'''

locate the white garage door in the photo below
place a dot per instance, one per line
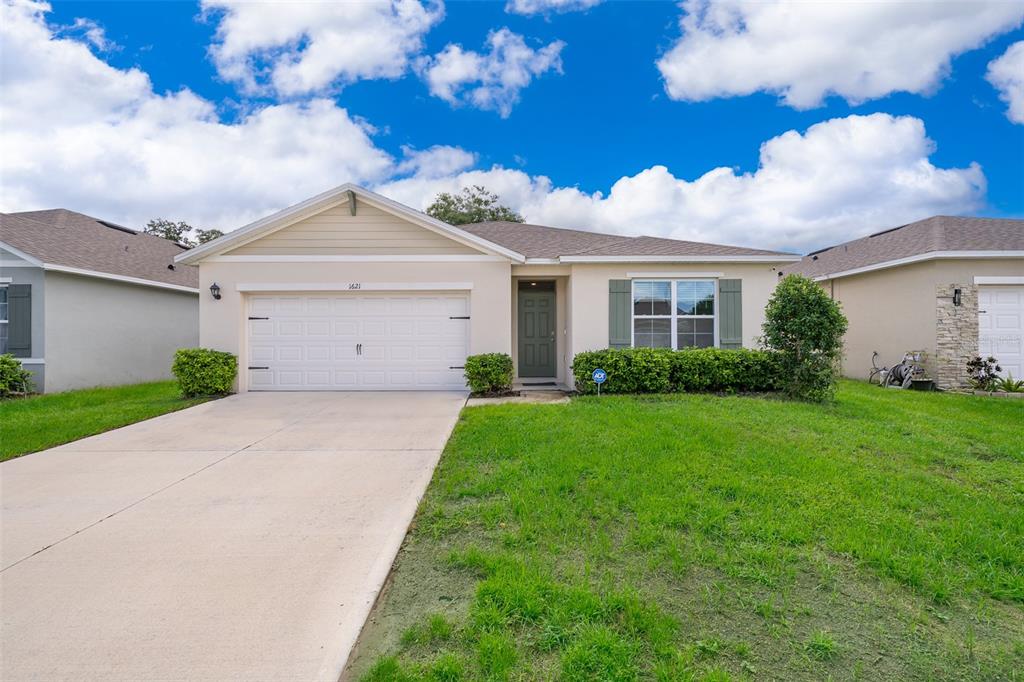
(1000, 327)
(394, 341)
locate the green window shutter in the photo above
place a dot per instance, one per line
(730, 313)
(620, 320)
(19, 321)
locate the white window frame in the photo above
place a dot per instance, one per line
(673, 314)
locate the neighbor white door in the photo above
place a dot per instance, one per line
(387, 341)
(1000, 327)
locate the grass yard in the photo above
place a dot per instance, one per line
(716, 538)
(38, 422)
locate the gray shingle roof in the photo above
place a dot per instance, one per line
(544, 242)
(940, 232)
(65, 238)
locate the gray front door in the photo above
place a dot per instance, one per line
(537, 329)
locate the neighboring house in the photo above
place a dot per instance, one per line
(950, 287)
(349, 291)
(84, 302)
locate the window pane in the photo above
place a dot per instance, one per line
(651, 298)
(652, 333)
(685, 298)
(705, 298)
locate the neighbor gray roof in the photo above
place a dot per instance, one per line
(544, 242)
(941, 232)
(58, 237)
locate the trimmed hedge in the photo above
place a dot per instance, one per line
(14, 379)
(203, 372)
(663, 371)
(489, 373)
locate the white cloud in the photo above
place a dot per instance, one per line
(492, 80)
(842, 178)
(78, 133)
(805, 51)
(1007, 75)
(297, 48)
(528, 7)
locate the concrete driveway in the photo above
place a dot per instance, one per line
(242, 539)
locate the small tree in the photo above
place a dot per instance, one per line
(806, 327)
(204, 236)
(168, 229)
(474, 204)
(180, 232)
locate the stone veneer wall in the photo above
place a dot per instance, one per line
(955, 335)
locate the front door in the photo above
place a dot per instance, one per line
(537, 329)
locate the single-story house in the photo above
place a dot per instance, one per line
(949, 287)
(349, 290)
(85, 302)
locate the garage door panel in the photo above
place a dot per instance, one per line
(345, 306)
(318, 328)
(409, 341)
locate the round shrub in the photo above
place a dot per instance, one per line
(489, 373)
(805, 326)
(204, 372)
(14, 379)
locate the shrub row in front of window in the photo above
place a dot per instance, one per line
(691, 370)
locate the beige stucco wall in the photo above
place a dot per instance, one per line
(222, 323)
(589, 295)
(103, 333)
(893, 310)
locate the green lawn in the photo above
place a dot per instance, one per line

'''

Copy out the rows from the line with "locate the neighbor gray" through the end of the rows, switching "shrub" to "bush" and leaving everything else the same.

Completed task:
locate the neighbor gray roof in the photo above
place a dot per instance, one per line
(544, 242)
(941, 232)
(58, 237)
locate the trimmed hedge in the photo above
place a dot per instance, one per line
(14, 379)
(203, 372)
(663, 371)
(489, 373)
locate the white cloud in the photo above
place a dot per instance, one per line
(492, 80)
(842, 178)
(78, 133)
(805, 51)
(1007, 75)
(297, 48)
(528, 7)
locate the concrete driveway in the photo above
place a dot per instance, one per line
(242, 539)
locate the small tree in the photo above
place a dot per instance, one per line
(806, 327)
(204, 236)
(168, 229)
(474, 204)
(180, 232)
locate the stone veneer wall in the photo above
place a dot per instance, one per line
(955, 335)
locate the front door in the photo above
place a dot per instance, one per line
(537, 329)
locate the single-story house in the photo above
place a dot per instance, one per line
(949, 287)
(349, 290)
(85, 302)
locate the garage door panel in the photo above
place a dot per instance, one per line
(345, 306)
(318, 328)
(409, 341)
locate the round bush in the photo above
place a dot per instance, one per line
(489, 373)
(805, 326)
(204, 372)
(14, 379)
locate the bush row in front of window in the photo above
place a dot per instance, one per line
(691, 370)
locate the beige stucco wall in the photo above
place a dot per instance, one per line
(222, 323)
(589, 295)
(103, 333)
(893, 310)
locate the green lawn in the photo above
place a dot per instance, one per line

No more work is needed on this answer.